[Records provided]

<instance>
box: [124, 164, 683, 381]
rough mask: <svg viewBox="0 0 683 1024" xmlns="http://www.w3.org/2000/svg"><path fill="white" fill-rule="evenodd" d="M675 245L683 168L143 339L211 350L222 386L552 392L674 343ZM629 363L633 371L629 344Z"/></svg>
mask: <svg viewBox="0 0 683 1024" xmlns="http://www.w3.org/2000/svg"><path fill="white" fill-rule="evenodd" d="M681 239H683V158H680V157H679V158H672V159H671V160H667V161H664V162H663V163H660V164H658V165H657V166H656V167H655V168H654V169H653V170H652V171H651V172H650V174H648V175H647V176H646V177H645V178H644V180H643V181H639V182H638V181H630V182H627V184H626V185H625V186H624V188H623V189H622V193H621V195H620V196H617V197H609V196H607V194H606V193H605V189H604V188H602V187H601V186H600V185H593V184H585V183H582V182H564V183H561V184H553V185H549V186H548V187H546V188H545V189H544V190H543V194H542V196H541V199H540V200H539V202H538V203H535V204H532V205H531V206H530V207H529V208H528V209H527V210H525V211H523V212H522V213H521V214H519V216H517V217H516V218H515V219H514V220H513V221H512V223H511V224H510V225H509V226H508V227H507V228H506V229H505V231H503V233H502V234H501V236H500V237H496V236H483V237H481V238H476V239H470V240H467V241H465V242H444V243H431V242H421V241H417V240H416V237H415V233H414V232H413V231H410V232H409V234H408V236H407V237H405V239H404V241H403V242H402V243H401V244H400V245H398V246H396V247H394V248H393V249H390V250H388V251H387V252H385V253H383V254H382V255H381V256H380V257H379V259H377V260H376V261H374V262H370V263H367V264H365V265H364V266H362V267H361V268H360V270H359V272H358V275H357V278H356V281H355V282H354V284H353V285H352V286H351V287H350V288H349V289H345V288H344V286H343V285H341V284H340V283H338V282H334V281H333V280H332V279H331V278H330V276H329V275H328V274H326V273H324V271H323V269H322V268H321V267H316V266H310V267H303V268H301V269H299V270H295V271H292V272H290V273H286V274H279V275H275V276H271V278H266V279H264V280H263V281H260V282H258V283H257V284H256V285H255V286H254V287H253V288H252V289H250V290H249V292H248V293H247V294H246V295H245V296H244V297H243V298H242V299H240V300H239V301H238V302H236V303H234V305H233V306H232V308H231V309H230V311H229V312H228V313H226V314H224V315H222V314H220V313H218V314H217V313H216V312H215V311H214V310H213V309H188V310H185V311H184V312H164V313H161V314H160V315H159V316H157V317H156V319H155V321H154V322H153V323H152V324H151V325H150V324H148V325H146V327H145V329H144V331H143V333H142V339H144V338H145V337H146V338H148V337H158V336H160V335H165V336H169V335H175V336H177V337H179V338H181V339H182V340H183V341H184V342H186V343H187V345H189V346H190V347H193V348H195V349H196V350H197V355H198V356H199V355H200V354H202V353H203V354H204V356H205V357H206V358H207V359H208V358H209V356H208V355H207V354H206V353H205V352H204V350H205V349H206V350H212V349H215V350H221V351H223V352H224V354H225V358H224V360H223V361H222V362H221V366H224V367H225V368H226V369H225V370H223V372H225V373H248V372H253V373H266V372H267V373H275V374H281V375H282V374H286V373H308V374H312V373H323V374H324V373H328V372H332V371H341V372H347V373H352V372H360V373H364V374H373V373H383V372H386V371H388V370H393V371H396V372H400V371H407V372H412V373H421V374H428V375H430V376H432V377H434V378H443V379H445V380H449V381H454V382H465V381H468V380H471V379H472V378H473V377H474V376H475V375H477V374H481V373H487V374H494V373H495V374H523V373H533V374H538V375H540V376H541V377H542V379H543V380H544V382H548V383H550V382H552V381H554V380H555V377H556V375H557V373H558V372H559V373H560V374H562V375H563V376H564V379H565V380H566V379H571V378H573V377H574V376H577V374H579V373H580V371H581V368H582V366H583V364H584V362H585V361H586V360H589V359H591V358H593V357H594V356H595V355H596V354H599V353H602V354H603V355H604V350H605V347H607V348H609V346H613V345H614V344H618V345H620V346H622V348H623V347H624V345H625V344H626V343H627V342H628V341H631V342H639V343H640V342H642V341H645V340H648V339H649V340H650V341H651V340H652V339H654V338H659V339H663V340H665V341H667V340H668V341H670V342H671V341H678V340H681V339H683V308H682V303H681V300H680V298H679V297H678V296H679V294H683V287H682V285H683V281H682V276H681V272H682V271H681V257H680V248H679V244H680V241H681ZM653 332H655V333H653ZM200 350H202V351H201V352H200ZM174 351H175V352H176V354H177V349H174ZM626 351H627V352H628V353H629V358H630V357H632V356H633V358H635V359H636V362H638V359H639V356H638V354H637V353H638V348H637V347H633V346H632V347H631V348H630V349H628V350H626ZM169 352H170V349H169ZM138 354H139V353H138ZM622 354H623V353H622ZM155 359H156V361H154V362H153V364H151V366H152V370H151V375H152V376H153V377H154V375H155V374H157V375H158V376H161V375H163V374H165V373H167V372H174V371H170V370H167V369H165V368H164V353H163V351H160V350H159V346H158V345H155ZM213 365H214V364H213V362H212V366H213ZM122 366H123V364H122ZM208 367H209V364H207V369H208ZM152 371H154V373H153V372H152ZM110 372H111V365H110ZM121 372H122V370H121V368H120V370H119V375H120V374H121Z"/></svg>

[/Records provided]
[Records provided]

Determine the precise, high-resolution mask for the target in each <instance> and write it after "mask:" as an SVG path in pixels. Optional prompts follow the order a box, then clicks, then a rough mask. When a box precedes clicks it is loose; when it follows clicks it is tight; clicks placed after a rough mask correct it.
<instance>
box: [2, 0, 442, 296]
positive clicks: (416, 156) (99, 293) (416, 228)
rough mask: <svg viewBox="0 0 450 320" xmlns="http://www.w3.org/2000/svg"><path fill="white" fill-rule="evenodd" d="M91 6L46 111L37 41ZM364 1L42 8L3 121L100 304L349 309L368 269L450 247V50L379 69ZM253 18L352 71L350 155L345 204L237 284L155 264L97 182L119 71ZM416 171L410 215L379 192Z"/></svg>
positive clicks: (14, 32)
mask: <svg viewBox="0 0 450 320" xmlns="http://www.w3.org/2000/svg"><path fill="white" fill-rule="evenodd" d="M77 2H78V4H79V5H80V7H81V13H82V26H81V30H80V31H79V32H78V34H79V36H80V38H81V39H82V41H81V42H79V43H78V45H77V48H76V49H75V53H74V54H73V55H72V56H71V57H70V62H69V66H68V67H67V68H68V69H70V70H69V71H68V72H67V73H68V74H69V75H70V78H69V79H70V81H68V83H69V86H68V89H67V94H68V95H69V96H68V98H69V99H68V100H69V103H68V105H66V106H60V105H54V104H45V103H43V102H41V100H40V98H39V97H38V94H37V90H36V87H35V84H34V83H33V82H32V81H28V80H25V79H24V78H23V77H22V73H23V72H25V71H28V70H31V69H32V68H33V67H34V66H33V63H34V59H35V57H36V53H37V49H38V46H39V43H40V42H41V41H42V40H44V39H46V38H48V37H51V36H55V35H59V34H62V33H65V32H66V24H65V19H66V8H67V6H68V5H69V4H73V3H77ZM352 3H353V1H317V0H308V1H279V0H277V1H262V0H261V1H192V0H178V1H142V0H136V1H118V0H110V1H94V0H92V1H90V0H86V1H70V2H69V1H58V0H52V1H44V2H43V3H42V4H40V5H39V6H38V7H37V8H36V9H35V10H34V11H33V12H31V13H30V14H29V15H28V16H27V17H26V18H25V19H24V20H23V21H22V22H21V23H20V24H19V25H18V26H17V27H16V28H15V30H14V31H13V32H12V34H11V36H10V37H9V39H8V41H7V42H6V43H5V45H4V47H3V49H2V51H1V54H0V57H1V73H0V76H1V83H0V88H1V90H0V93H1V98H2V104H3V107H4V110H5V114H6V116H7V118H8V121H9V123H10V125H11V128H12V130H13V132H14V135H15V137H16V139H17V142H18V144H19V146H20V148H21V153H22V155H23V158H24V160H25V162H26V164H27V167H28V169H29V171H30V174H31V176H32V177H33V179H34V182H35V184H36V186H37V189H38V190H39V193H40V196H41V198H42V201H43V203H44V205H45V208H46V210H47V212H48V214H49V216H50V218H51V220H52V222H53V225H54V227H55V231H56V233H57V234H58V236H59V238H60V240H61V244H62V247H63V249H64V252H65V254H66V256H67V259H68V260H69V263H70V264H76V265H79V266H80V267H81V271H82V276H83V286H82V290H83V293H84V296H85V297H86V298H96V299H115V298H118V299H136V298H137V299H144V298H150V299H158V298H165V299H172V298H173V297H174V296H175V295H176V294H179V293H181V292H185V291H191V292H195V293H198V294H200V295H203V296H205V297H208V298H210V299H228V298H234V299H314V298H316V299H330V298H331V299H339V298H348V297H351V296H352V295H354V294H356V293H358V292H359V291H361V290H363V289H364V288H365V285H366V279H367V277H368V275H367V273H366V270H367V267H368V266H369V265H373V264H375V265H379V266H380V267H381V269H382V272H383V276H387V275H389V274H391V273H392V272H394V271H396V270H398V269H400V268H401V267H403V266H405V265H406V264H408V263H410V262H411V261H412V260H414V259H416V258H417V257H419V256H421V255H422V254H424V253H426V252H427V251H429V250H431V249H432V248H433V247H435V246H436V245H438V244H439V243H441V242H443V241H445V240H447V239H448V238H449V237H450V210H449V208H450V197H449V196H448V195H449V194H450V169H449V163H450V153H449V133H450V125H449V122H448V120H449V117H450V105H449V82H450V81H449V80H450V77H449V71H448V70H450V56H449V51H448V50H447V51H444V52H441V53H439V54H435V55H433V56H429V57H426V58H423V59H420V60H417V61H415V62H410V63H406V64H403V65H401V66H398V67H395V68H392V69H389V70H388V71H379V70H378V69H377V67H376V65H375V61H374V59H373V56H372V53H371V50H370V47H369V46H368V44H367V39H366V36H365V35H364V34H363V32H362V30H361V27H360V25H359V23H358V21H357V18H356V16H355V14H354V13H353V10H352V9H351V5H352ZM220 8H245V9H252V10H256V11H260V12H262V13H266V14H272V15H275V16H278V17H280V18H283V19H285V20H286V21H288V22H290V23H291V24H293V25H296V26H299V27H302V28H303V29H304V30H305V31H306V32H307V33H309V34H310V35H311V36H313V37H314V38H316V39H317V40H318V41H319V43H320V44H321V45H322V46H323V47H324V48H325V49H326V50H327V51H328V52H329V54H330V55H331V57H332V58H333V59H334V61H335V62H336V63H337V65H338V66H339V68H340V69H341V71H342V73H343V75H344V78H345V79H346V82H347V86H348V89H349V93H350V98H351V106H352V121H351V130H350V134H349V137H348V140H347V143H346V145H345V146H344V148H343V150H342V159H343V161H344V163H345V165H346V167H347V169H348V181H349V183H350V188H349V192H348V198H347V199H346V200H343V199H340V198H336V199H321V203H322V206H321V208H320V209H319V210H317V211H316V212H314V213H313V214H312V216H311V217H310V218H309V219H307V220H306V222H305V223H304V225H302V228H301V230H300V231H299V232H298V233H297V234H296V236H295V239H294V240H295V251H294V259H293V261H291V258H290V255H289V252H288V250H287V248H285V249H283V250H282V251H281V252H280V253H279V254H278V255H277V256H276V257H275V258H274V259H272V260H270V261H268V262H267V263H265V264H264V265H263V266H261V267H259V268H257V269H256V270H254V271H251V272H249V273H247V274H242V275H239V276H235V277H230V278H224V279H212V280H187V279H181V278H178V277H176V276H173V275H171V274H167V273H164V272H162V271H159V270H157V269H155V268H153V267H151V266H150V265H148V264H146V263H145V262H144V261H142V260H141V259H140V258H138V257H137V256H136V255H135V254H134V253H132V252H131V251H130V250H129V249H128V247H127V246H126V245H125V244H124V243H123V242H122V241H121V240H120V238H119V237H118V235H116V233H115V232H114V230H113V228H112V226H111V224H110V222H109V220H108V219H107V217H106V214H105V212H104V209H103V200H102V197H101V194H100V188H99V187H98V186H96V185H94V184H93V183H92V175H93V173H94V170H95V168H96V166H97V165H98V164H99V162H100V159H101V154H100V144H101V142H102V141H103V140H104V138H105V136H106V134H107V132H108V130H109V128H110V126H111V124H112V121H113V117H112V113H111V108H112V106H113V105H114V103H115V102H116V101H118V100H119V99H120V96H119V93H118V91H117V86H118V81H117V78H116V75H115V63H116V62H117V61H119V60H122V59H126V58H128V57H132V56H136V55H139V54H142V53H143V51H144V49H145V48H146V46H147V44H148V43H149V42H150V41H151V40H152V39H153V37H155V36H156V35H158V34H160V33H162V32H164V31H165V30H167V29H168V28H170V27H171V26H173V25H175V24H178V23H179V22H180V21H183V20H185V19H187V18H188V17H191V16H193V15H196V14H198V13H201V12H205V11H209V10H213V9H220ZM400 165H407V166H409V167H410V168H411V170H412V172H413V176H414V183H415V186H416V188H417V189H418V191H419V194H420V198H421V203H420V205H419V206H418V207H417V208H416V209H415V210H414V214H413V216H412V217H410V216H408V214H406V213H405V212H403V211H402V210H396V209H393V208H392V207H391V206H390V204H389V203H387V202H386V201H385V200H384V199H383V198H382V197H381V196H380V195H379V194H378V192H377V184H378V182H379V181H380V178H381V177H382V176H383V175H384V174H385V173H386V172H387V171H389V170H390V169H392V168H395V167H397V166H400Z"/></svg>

[/Records provided]

Every line in the records above that contains the word "positive" is to be copied out.

positive clicks: (416, 156) (99, 293) (416, 228)
positive clicks: (14, 32)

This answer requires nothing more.